OBJECTIVE: Revise the records below, replacing "pixel coordinates" with "image coordinates" each time it occurs and keeping everything else the same.

(Stored data)
--- begin ---

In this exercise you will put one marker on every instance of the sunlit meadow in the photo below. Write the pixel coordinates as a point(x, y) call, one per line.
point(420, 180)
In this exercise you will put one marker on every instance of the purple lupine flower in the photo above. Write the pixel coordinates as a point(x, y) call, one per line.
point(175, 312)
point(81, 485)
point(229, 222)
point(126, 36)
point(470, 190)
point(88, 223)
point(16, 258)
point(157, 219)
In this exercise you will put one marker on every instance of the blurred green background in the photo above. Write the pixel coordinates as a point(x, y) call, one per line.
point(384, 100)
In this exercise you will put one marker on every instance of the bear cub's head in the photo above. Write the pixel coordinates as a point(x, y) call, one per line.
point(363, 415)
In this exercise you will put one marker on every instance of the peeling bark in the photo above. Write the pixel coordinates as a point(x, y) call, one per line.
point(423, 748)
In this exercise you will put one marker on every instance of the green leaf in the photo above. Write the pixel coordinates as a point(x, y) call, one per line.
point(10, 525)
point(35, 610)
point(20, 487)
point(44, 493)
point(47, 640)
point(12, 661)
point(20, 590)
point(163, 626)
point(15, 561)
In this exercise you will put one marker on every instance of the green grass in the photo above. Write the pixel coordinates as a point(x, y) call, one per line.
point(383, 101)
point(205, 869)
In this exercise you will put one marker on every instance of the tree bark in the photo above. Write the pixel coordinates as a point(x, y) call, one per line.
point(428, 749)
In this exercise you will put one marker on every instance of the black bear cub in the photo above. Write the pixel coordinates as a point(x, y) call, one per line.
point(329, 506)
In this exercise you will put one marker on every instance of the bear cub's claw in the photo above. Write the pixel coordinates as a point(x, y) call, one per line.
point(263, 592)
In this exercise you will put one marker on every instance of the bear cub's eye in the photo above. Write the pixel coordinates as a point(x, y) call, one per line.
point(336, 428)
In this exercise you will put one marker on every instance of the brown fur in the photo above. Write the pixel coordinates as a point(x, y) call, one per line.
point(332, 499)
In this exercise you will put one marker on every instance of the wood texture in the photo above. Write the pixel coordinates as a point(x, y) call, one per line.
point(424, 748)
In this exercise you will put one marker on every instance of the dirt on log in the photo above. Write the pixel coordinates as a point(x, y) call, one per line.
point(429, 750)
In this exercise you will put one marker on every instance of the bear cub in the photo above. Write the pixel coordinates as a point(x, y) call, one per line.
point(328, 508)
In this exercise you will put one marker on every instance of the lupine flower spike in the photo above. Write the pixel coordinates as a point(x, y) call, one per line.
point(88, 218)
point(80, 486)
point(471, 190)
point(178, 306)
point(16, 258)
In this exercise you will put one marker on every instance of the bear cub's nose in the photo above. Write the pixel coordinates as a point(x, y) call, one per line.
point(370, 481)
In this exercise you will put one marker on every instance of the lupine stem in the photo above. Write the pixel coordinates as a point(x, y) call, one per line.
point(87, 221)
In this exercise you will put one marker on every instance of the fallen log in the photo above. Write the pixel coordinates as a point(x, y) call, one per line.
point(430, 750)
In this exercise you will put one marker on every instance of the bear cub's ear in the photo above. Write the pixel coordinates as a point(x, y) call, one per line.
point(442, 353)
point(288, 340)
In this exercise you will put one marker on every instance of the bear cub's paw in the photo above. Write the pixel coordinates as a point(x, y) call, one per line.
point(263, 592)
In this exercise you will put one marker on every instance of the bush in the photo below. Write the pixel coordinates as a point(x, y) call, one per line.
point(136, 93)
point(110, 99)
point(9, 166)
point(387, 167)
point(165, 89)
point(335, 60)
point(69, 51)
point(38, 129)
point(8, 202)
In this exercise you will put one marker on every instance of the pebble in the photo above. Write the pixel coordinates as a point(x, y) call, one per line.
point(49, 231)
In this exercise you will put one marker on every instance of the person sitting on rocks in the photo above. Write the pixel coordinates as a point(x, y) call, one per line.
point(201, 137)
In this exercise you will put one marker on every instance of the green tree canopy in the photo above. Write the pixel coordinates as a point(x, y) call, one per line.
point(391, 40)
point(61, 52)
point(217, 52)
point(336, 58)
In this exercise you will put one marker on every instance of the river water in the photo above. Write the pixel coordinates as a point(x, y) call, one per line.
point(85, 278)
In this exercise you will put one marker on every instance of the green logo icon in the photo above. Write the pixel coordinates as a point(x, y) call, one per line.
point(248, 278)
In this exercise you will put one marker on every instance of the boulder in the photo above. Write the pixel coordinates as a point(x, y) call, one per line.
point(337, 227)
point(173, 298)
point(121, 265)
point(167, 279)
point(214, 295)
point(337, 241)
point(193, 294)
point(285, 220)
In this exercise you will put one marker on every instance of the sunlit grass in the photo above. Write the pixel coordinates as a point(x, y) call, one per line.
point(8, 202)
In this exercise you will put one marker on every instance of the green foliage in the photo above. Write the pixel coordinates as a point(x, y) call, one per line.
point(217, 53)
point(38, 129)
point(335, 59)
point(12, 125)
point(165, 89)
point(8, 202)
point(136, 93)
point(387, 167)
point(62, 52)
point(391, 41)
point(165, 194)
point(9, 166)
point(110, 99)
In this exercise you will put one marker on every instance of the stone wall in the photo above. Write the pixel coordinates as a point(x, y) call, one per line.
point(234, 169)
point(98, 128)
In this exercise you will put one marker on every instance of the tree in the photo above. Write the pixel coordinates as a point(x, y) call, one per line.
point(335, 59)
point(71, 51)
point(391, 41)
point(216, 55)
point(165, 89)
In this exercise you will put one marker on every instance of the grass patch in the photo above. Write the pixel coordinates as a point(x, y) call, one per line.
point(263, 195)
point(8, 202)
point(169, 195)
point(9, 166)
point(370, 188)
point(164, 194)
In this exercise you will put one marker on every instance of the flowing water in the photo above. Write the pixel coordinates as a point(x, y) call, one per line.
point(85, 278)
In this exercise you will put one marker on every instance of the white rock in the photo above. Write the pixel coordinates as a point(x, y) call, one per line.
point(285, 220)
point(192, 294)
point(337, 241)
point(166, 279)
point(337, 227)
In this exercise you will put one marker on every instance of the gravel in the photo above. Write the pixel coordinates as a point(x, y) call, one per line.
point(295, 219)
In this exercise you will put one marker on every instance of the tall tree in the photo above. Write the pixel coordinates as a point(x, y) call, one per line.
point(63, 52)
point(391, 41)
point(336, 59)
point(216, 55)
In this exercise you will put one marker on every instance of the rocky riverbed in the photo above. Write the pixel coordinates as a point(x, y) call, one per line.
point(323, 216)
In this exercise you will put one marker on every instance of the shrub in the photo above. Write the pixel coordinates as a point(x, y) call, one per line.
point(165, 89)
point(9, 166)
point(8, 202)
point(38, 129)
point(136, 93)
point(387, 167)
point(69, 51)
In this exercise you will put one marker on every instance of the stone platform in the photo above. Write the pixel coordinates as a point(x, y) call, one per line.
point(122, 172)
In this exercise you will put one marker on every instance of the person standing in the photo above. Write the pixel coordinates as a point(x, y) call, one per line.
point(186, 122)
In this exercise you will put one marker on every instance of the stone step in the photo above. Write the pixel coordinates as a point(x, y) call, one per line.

--- end ---

RESULT OF THIS TASK:
In this exercise you will put one marker on every instance of the sunlit meadow in the photo below. Write the image coordinates as a point(x, y) call, one per line.
point(420, 180)
In this exercise you will put one marker on every instance of the purple lupine flower in the photo above. Write the image coordinates as a point(x, y) call, one per line.
point(175, 312)
point(81, 485)
point(229, 222)
point(126, 36)
point(470, 190)
point(88, 223)
point(16, 258)
point(157, 219)
In this exercise you will put one marker on every instance of the blurred green background in the photo above. Write the image coordinates as a point(x, y) call, one per line.
point(384, 100)
In this exercise you will put one marker on every instance of the bear cub's head in the photo above. Write the image coordinates as a point(x, y) call, one per line.
point(363, 415)
In this exercise you will put one marker on every instance of the peeling bark in the photo above. Write the image coordinates as a point(x, y) call, one per line.
point(423, 748)
In this exercise you will put one marker on every instance of the green leaf in the photo above. Write the image coordinates as a point(x, y) call, one per line.
point(10, 525)
point(35, 610)
point(20, 487)
point(44, 493)
point(47, 640)
point(12, 661)
point(20, 590)
point(163, 626)
point(15, 561)
In this exercise you will put one marker on every instance of the green grass in the photo above. Write the image coordinates as a point(x, y) call, one per line.
point(383, 101)
point(205, 869)
In this exercise you will put one marker on every instance of the tree bark in the photo above. Write the image coordinates as a point(x, y) call, one per line.
point(428, 749)
In this exercise you will put one marker on every instance of the black bear cub in the photo above. Write the image coordinates as a point(x, y) call, one per line.
point(329, 506)
In this exercise you will put one marker on every instance of the bear cub's claw in the photo above. Write the image coordinates as a point(x, y) call, one per line.
point(263, 592)
In this exercise you will put one marker on every instance of the bear cub's eye in the photo above. Write the image coordinates as a point(x, y) call, one per line.
point(336, 428)
In this exercise you will put one marker on every instance of the brown fur in the photo above. Write the image coordinates as a point(x, y) call, one per line.
point(332, 499)
In this exercise you will put one marker on every instance of the wood texture in the photo above. Write the image coordinates as a point(x, y) call, one per line.
point(424, 748)
In this exercise you will put one marker on every instance of the dirt on log in the photo above. Write the image coordinates as a point(x, y) call, one per line.
point(429, 750)
In this exercise you will put one marker on every instance of the bear cub in the photo above. Write the image coordinates as a point(x, y) call, one per line.
point(328, 508)
In this exercise you will put one marker on every instance of the lupine flower spike in the photo above. Write the image coordinates as a point(x, y) call, one per line.
point(88, 218)
point(80, 486)
point(471, 190)
point(178, 306)
point(16, 258)
In this exercise you will put one marker on every instance of the bear cub's nose in the photo above. Write the image coordinates as a point(x, y) call, one per line.
point(370, 481)
In this exercise you will put one marker on every instance of the lupine stem in the photo above. Write the image coordinates as a point(x, y) call, one per line.
point(87, 221)
In this exercise you will put one marker on every instance of the fallen log in the photo above. Write the image coordinates as a point(x, y) call, one per line.
point(430, 750)
In this exercise you will put one marker on every instance of the bear cub's ear in the photo above. Write the image coordinates as a point(x, y) call, one per line.
point(442, 353)
point(288, 340)
In this exercise you will put one marker on every instance of the bear cub's paw in the photo above. Write the image coordinates as a point(x, y) call, one per line.
point(263, 592)
In this exercise you will put one marker on every instance of the bush in the photo below. Write the image coordinates as a point(x, y) call, one per line.
point(136, 93)
point(110, 99)
point(9, 166)
point(387, 167)
point(165, 89)
point(335, 60)
point(69, 51)
point(38, 129)
point(8, 202)
In this exercise you will put one marker on every instance of the pebble in the photo above. Write the image coordinates as a point(x, y) call, one per line.
point(49, 231)
In this exercise you will put one marker on every instance of the person sitting on rocks in the photo above. Write the image coordinates as a point(x, y) call, one per line.
point(201, 137)
In this exercise you will put one marker on every instance of the green tree canopy in the photo above. Write the image coordinates as a point(x, y) call, one per line.
point(391, 40)
point(61, 52)
point(217, 52)
point(336, 58)
In this exercise you will put one marker on every instance of the river water in the photo above. Write the image coordinates as a point(x, y) call, one per line.
point(85, 278)
In this exercise you will put one marker on every instance of the green logo icon in the photo above. Write the image coordinates as a point(x, y) call, one per line.
point(248, 278)
In this exercise you will put one marker on every instance of the boulder in the photo above. Write the image coordinates as a point(x, y) call, one per line.
point(337, 227)
point(173, 298)
point(121, 265)
point(167, 279)
point(214, 295)
point(337, 241)
point(193, 294)
point(285, 220)
In this exercise you will put one marker on every instance of the sunlit grass in the photo above. Write the image coordinates as a point(x, y) call, one per line.
point(8, 202)
In this exercise you will put one marker on every instance of the green foliage in the photo above. Write the image coordinates as a point(x, y) call, one per line.
point(217, 53)
point(38, 129)
point(335, 59)
point(12, 125)
point(165, 89)
point(8, 202)
point(136, 93)
point(387, 167)
point(62, 52)
point(391, 41)
point(165, 194)
point(9, 166)
point(110, 99)
In this exercise you will put one marker on every instance of the stone wall in the photo above. Write the image coordinates as a point(x, y) call, one per line.
point(234, 169)
point(98, 128)
In this exercise you will put one marker on every instance of the tree in the photo above. Write the image coordinates as a point(x, y) call, one per line.
point(335, 59)
point(71, 51)
point(391, 41)
point(216, 55)
point(165, 89)
In this exercise you will put one marker on every instance of the grass patch in the photo above. Write the image coordinates as a point(x, y) call, one per line.
point(263, 195)
point(8, 202)
point(169, 195)
point(9, 166)
point(370, 188)
point(164, 194)
In this exercise you will put one marker on every instance of the flowing water in the photo above. Write the image coordinates as a point(x, y) call, one per line.
point(85, 278)
In this exercise you will put one marker on every instance of the white rock in the photo above. Write the image coordinates as a point(x, y) call, one per line.
point(285, 220)
point(192, 294)
point(337, 241)
point(166, 279)
point(337, 227)
In this exercise you will put one marker on every instance of the gravel in the photo above. Write the image coordinates as a point(x, y) call, one per line.
point(295, 219)
In this exercise you will put one marker on every instance of the tall tree in the photo above. Write the image coordinates as a point(x, y) call, one per line.
point(63, 52)
point(391, 41)
point(336, 59)
point(216, 55)
In this exercise you will put one marker on every instance of the rocky riverbed in the photo above. Write the image coordinates as a point(x, y) call, one per line.
point(323, 216)
In this exercise you will put one marker on every instance of the shrub in the photo above. Write the image coordinates as a point(x, y) call, one per line.
point(165, 89)
point(9, 166)
point(8, 202)
point(38, 129)
point(136, 93)
point(387, 167)
point(69, 51)
In this exercise you will put one marker on every instance of the stone platform in the photo above. Write the image coordinates as a point(x, y) call, one per line.
point(122, 172)
In this exercise you will put one marker on every instance of the person standing in the photo above. Write the image coordinates as a point(x, y) call, one per line.
point(186, 122)
In this exercise you will put one marker on every instance of the stone step in the photo above. Write the image coordinates as a point(x, y) call, one per line.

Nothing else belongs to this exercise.